#### Extracted material
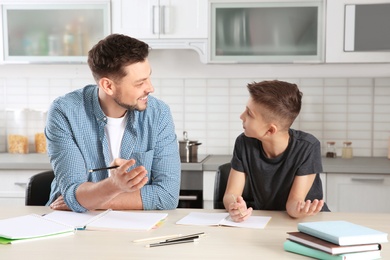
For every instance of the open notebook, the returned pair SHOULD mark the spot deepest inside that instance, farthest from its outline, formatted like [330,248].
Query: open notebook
[109,219]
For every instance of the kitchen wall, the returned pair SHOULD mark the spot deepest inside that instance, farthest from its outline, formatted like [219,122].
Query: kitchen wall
[340,101]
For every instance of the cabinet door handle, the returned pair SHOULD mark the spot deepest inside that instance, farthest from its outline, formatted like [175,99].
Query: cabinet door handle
[165,22]
[156,19]
[371,180]
[21,184]
[188,197]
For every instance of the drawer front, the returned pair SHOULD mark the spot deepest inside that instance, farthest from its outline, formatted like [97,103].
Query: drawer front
[358,192]
[13,183]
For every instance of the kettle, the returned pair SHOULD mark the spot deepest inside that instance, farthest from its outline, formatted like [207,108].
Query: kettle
[188,149]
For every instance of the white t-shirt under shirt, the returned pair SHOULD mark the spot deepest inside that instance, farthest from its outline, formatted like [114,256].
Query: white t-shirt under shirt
[114,131]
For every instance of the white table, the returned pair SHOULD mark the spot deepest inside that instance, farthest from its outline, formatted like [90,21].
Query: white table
[219,243]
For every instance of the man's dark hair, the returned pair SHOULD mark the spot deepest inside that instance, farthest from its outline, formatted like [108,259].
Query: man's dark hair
[110,55]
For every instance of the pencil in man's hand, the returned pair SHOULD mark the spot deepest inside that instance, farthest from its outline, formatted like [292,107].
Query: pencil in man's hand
[104,168]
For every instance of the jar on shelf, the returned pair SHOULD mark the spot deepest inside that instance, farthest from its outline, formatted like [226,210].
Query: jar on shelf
[331,150]
[17,136]
[347,150]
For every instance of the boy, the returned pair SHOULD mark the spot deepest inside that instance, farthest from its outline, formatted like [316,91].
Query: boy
[282,165]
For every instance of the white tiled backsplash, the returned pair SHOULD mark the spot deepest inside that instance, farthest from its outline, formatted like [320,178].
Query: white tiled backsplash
[208,108]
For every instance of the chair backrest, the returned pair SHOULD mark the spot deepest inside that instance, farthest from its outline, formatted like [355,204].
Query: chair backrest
[38,189]
[220,183]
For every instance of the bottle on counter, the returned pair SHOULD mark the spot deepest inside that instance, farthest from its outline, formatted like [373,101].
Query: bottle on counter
[347,150]
[388,150]
[331,150]
[37,122]
[17,137]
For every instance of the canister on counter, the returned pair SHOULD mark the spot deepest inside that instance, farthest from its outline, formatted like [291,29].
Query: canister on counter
[347,152]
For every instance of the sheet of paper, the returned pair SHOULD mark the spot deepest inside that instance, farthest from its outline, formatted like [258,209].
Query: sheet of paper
[74,219]
[202,219]
[252,222]
[127,220]
[214,219]
[30,226]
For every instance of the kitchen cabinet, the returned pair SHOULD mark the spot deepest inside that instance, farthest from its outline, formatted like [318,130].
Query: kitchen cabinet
[358,192]
[161,19]
[260,31]
[13,185]
[52,31]
[164,24]
[345,28]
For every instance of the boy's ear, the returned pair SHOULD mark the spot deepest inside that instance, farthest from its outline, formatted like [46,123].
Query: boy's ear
[107,85]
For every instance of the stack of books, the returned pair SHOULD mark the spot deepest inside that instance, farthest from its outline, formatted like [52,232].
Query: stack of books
[335,240]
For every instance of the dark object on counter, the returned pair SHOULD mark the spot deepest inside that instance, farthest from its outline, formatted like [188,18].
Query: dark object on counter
[331,150]
[38,189]
[221,178]
[188,149]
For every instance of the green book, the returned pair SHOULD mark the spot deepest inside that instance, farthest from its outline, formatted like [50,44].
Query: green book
[32,226]
[297,248]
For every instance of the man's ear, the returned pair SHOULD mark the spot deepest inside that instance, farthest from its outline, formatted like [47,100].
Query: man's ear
[273,129]
[106,85]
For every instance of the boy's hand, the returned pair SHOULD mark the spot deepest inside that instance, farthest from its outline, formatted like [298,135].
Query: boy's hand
[238,210]
[309,208]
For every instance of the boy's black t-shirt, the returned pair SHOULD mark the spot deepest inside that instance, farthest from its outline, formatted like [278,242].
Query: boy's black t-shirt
[271,179]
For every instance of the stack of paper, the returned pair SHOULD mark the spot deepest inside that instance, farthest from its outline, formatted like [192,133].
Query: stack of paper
[335,240]
[29,227]
[109,219]
[59,223]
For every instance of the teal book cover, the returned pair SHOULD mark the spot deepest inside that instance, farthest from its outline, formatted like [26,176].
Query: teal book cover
[297,248]
[343,233]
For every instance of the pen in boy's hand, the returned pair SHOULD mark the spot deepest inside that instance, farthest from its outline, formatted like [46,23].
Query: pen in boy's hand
[104,168]
[239,210]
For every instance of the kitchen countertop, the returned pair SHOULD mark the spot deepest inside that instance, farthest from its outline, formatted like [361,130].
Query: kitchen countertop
[374,165]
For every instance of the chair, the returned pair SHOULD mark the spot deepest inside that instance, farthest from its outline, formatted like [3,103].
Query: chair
[221,178]
[38,189]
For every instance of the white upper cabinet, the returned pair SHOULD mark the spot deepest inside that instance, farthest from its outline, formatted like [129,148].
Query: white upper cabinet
[164,24]
[161,19]
[52,31]
[358,31]
[261,31]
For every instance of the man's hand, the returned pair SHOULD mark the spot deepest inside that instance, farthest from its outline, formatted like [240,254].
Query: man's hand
[128,181]
[59,204]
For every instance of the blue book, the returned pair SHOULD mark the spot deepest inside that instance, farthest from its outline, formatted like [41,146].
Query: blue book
[343,233]
[297,248]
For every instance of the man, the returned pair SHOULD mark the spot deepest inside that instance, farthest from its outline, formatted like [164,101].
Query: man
[116,123]
[282,165]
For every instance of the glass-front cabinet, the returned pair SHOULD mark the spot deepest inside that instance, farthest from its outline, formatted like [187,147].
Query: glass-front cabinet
[267,31]
[53,31]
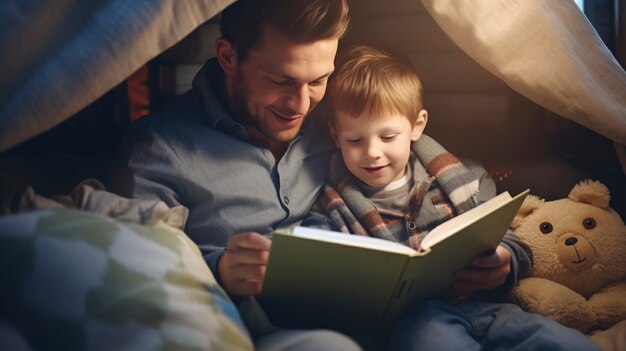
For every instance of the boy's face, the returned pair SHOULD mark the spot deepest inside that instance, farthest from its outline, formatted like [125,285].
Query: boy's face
[376,149]
[279,83]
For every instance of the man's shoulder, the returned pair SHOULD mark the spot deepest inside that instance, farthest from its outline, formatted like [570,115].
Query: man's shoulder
[181,116]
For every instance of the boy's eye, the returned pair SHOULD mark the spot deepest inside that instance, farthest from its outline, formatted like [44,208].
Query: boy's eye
[317,83]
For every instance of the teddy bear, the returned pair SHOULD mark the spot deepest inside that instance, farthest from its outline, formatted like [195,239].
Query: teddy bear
[578,277]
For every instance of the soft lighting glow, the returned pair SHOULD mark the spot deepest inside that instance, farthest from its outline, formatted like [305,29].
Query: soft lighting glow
[581,4]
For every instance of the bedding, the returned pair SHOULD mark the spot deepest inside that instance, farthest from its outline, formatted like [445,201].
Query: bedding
[74,280]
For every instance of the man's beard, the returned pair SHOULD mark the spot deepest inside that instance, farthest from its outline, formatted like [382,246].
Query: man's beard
[243,114]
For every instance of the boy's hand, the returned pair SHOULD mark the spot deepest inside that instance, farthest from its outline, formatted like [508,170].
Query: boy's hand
[242,266]
[484,272]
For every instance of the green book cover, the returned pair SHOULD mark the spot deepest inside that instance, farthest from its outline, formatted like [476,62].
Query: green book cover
[357,284]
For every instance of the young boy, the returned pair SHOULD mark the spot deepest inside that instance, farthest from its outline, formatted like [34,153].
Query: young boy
[391,181]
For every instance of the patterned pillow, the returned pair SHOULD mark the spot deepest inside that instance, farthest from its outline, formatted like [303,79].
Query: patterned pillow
[73,280]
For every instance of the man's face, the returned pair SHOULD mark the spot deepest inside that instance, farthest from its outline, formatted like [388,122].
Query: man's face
[279,83]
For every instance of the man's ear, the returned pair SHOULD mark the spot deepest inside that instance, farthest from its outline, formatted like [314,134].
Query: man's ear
[420,124]
[226,55]
[333,133]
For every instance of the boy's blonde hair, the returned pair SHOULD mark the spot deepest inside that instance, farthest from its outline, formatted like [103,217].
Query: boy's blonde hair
[374,80]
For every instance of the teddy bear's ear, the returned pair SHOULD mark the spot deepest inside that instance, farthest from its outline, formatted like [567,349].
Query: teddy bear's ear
[530,205]
[591,192]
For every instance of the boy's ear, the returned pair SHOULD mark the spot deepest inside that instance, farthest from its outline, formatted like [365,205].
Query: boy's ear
[333,134]
[420,124]
[226,55]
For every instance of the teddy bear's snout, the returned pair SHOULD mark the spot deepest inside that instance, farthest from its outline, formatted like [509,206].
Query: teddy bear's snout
[575,252]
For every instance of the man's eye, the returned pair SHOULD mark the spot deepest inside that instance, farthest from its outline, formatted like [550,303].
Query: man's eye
[280,82]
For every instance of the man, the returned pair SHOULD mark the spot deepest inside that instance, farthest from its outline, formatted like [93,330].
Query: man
[240,150]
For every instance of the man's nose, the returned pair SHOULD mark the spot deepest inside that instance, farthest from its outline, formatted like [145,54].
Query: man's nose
[300,99]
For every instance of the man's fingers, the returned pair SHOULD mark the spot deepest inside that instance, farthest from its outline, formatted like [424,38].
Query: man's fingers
[248,271]
[252,241]
[239,256]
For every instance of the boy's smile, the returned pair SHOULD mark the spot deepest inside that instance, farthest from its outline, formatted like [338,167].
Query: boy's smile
[375,149]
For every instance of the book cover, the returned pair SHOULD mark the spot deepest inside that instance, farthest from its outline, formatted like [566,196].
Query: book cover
[319,278]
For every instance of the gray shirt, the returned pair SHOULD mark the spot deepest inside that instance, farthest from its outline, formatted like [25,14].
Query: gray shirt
[196,155]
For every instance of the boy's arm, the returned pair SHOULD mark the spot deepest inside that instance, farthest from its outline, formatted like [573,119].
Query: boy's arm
[495,274]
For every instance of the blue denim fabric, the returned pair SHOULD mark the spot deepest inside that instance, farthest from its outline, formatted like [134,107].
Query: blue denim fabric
[478,325]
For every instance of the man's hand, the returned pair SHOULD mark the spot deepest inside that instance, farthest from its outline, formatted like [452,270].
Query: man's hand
[242,266]
[483,272]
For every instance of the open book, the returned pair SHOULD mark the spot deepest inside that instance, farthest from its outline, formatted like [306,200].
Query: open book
[319,278]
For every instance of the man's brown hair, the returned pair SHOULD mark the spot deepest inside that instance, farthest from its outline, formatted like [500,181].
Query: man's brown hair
[302,20]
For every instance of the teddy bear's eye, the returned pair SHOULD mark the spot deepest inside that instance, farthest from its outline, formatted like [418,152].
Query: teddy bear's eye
[589,223]
[545,227]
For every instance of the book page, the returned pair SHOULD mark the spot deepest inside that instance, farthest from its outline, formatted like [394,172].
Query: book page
[352,240]
[455,224]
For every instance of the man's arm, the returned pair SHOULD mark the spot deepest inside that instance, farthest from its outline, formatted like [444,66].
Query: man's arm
[244,261]
[147,167]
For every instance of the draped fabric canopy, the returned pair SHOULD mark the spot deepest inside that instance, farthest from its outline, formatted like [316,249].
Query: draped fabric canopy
[547,51]
[61,55]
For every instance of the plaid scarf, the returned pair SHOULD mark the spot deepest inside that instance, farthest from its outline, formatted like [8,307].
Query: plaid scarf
[450,185]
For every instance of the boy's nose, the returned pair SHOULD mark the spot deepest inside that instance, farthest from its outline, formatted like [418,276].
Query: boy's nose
[373,150]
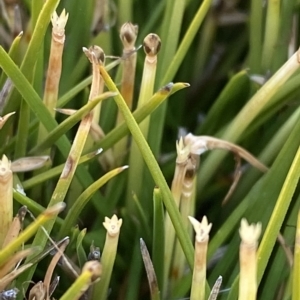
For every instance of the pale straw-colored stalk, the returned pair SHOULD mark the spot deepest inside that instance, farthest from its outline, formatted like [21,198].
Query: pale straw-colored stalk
[55,65]
[113,227]
[215,289]
[186,209]
[16,226]
[151,47]
[296,266]
[202,230]
[96,56]
[6,198]
[176,189]
[249,234]
[152,280]
[91,271]
[128,35]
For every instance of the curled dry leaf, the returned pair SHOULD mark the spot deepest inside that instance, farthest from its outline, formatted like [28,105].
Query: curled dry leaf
[16,226]
[29,163]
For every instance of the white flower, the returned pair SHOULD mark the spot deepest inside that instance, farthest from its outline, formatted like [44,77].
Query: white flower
[112,225]
[250,233]
[202,229]
[59,22]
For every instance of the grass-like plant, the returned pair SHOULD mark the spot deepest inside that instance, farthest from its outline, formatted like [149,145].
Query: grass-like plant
[215,78]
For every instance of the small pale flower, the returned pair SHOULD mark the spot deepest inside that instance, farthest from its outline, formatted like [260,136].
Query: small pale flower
[202,229]
[197,144]
[5,118]
[59,22]
[250,233]
[183,152]
[112,225]
[5,166]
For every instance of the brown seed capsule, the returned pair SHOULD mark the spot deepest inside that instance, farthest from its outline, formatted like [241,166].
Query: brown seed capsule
[128,34]
[96,52]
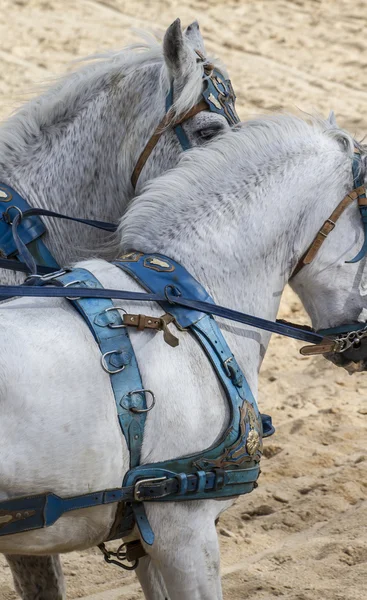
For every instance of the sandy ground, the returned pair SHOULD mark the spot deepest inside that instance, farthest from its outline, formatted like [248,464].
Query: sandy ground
[302,535]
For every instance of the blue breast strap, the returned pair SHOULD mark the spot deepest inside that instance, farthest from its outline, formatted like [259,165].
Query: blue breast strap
[230,467]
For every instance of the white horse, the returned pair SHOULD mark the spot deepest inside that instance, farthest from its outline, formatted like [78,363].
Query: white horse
[238,215]
[74,149]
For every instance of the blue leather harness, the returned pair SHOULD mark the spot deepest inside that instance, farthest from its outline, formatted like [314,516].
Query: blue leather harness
[218,97]
[229,468]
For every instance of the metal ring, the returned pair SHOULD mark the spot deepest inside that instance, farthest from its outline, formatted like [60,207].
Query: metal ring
[6,215]
[104,364]
[68,285]
[142,410]
[139,410]
[115,308]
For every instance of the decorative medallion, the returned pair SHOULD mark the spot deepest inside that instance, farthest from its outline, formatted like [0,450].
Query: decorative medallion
[157,264]
[253,442]
[131,257]
[246,448]
[5,519]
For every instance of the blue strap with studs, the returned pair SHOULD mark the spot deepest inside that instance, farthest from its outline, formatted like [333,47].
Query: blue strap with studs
[118,357]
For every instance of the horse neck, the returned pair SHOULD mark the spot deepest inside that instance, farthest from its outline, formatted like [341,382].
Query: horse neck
[242,246]
[80,160]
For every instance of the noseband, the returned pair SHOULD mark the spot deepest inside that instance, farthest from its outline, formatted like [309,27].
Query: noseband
[218,96]
[358,193]
[345,337]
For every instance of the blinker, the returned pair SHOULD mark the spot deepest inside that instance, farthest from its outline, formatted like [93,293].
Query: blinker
[362,202]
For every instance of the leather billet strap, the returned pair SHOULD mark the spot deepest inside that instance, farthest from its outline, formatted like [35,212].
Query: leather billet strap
[167,121]
[329,225]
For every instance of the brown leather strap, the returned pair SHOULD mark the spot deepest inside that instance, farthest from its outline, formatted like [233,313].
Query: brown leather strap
[328,226]
[159,323]
[167,121]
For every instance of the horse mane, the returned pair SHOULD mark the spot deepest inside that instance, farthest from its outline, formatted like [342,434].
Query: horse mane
[196,186]
[67,94]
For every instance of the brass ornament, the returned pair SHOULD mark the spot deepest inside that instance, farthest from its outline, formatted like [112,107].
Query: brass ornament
[253,442]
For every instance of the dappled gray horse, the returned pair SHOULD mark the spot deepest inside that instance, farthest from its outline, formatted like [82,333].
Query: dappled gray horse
[74,150]
[240,227]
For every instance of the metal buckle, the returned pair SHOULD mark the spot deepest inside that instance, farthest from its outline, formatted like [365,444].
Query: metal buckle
[72,283]
[110,325]
[6,216]
[140,482]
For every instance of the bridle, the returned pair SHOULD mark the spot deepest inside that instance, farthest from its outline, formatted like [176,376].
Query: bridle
[218,96]
[348,336]
[358,193]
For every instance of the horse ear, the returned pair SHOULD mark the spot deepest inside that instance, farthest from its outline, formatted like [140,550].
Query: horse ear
[332,119]
[176,52]
[194,37]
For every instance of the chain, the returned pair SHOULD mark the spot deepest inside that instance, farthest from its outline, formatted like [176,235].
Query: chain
[348,340]
[121,556]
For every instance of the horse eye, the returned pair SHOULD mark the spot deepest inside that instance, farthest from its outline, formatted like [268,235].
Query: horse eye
[210,132]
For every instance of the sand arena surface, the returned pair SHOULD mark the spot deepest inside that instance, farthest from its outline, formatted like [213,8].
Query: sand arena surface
[302,534]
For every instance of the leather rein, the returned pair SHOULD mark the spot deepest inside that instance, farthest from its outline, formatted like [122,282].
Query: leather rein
[167,121]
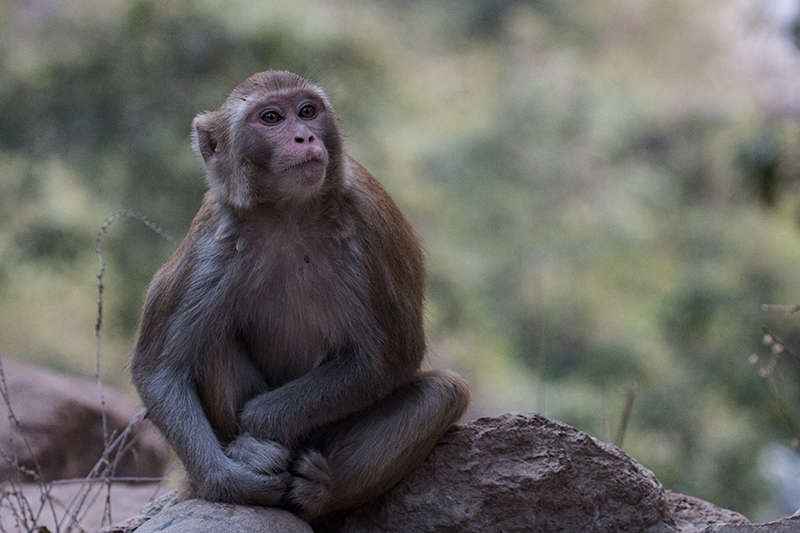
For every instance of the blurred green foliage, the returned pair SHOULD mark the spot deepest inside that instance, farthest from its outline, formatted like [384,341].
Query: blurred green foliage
[605,194]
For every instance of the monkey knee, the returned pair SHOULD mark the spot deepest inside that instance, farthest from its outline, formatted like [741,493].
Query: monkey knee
[448,391]
[261,456]
[310,489]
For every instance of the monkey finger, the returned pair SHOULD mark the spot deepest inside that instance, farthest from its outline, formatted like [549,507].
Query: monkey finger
[310,488]
[262,456]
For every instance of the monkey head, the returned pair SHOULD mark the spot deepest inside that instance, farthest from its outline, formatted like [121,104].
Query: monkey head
[274,141]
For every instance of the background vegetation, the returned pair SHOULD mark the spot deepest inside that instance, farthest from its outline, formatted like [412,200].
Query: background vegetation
[607,192]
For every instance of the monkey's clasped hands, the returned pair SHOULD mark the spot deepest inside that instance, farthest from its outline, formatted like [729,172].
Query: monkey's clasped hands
[279,348]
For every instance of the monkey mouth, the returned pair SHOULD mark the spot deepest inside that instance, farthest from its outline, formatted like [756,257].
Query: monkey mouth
[306,161]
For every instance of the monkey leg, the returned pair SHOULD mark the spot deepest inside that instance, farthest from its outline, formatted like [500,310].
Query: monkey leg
[369,452]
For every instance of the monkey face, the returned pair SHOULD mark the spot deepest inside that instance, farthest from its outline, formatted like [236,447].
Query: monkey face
[271,143]
[284,139]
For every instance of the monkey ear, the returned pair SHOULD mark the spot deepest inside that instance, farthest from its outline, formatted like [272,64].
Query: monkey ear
[203,139]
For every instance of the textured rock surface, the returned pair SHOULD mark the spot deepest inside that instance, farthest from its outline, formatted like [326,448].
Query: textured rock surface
[521,473]
[507,474]
[197,516]
[61,420]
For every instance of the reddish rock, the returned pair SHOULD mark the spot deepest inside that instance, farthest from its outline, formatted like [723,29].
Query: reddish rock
[60,432]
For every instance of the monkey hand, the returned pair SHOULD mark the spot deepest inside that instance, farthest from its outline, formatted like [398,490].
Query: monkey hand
[236,482]
[310,488]
[261,456]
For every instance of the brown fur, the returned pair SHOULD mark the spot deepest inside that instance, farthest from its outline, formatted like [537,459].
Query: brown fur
[279,347]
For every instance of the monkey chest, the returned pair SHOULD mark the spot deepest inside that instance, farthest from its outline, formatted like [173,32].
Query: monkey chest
[295,306]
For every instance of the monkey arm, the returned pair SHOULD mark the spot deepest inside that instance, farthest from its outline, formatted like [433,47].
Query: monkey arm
[173,405]
[348,381]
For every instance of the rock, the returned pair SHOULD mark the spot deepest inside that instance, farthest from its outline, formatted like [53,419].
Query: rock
[61,429]
[507,474]
[787,525]
[520,473]
[694,515]
[197,516]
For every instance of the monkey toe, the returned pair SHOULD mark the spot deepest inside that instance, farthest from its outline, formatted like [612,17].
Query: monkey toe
[262,456]
[310,488]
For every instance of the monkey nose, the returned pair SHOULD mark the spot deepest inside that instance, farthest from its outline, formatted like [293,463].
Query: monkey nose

#### Work task
Reproduce only the lines running from the one that contains "Query: reddish rock" to the last line of the records.

#### Exercise response
Query: reddish rock
[60,432]
For every instance of the monkey hand, the returned pair SHOULD mark the spot deepest inside that instance, farthest from its outline, formatted like [398,490].
Query: monkey hand
[236,482]
[310,488]
[261,456]
For every instance of the brown fur, the returned pair SHOULD mark the spot deepest inside that instance, farthest from its outline, formatted like [537,459].
Query: brown fur
[279,347]
For every instance of the monkey chest, the returned pair SHOULD mark the spot deepest inside that instance, farthest from its outline, formatted like [173,32].
Query: monkey chest
[295,306]
For every instance of the monkey arm, the returned pair SHOULD mark the spot deepest inside that instance, farthest from its outline, formatted like [433,47].
Query: monkey arm
[173,405]
[348,381]
For every instance of the rock, the returned pair SHOULD mark the spot deepest inside that instance, farthest from its outline, formatted like [53,419].
Query: rock
[61,429]
[507,474]
[787,525]
[520,473]
[694,515]
[197,516]
For every instance of the monkey toe, the returned pair SHOULD mark the spot deepest inside that instance, farthest from its outline, formatted like [612,17].
Query: monkey toe
[262,456]
[310,488]
For every instance of the monkey nose, the returned pair SHOULD mark the spot deepest inside that instance, farthest from its outline, formatted like [293,463].
Query: monkey nose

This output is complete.